| DATA SHOWN |

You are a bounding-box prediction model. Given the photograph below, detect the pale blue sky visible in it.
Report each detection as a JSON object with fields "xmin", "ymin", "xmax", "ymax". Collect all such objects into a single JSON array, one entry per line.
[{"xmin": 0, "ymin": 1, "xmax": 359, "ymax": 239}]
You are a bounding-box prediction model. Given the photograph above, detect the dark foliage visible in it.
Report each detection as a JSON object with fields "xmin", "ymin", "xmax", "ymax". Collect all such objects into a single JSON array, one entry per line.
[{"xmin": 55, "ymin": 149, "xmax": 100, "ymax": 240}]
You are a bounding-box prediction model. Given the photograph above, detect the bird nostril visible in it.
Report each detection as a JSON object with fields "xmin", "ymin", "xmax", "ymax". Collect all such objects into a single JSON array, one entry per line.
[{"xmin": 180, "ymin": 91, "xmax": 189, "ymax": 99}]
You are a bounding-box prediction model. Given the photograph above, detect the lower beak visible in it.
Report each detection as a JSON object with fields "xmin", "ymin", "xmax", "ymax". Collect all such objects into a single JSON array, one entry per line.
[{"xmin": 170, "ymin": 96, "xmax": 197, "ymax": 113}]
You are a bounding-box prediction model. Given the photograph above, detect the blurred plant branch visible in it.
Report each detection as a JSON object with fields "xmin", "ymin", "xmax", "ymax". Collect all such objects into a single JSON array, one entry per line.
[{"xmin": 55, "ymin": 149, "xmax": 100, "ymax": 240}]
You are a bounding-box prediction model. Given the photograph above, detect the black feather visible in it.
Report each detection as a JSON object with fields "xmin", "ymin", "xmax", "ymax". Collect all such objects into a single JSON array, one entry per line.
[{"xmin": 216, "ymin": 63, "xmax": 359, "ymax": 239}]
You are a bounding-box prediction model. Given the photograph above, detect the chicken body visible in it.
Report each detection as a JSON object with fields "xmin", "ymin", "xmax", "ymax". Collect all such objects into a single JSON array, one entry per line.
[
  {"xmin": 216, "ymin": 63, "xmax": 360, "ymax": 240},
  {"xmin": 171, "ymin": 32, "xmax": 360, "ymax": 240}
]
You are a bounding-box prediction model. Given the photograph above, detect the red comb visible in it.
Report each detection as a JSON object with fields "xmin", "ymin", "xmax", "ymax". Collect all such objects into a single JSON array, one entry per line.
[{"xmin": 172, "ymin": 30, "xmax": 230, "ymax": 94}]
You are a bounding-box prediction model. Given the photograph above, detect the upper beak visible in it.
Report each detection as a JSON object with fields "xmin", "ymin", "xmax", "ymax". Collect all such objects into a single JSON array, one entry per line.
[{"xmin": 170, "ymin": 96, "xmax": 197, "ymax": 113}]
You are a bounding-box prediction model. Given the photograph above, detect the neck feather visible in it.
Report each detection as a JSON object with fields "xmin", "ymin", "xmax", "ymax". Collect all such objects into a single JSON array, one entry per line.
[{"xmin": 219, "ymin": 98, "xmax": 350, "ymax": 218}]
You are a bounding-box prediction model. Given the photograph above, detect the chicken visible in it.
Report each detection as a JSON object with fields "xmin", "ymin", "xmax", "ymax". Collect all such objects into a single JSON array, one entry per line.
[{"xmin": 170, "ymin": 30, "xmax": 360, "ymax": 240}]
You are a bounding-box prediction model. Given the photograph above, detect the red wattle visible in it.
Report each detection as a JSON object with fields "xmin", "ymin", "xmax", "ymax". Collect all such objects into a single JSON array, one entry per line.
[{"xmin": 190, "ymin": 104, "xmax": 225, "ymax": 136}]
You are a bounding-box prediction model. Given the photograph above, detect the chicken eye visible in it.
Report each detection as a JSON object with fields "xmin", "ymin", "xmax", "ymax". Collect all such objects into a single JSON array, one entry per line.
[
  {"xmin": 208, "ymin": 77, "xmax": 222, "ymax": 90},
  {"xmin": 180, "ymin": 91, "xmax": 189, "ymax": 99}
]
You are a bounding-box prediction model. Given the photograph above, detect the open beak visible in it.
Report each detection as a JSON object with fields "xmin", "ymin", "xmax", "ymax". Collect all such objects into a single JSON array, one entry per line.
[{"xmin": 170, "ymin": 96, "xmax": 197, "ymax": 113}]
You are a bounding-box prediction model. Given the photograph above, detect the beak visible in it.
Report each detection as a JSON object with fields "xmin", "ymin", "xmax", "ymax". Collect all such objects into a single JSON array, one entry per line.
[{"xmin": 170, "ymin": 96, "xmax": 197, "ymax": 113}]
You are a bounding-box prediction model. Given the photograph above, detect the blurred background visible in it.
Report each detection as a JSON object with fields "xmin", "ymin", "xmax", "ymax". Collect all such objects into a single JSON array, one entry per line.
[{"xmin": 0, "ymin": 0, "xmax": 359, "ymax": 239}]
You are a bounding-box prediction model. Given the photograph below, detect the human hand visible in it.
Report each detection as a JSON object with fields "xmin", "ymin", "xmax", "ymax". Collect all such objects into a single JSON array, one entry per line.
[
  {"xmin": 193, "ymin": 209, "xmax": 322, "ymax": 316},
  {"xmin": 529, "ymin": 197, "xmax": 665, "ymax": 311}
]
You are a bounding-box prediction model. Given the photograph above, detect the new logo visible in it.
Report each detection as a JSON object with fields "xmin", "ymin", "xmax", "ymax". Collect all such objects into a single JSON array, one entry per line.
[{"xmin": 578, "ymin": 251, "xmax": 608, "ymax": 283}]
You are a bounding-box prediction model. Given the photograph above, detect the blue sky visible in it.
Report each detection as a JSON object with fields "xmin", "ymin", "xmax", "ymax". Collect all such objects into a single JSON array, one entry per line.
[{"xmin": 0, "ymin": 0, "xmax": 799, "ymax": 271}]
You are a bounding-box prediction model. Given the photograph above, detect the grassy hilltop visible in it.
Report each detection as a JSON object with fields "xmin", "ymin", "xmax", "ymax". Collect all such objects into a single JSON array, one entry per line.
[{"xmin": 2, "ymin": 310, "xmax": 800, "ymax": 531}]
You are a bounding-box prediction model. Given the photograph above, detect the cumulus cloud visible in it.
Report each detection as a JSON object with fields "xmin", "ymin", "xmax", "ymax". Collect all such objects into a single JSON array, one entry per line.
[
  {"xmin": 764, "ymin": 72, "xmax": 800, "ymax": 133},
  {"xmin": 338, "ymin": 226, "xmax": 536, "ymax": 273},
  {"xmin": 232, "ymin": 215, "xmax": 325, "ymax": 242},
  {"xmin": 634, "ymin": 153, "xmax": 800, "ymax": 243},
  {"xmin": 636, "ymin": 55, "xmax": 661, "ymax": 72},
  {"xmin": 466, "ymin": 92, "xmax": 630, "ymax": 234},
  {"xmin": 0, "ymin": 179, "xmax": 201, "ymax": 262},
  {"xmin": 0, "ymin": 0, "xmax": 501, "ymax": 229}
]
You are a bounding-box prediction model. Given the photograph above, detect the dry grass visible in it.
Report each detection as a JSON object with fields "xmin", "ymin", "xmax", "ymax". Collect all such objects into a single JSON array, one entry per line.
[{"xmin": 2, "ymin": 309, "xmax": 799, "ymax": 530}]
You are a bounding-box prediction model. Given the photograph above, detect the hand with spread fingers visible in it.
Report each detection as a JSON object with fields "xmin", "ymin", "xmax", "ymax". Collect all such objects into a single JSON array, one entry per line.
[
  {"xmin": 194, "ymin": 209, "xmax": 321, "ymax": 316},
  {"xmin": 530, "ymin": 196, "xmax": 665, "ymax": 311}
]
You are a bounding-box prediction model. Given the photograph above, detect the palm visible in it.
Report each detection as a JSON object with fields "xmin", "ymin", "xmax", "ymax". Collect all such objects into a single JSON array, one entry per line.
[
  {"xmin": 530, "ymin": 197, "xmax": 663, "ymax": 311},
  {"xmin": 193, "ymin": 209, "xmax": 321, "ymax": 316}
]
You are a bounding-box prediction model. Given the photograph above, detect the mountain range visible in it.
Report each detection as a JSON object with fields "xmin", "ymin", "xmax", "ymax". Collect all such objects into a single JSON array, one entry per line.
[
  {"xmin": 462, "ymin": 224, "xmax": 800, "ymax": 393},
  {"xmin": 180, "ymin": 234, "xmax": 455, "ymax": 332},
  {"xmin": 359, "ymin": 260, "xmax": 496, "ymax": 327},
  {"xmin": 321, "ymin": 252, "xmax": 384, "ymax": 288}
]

| TASK OBJECTIVE |
Tally the lines of the entries above that hold the word "feather"; the number is the whole answer.

| WRITTEN REPLY |
2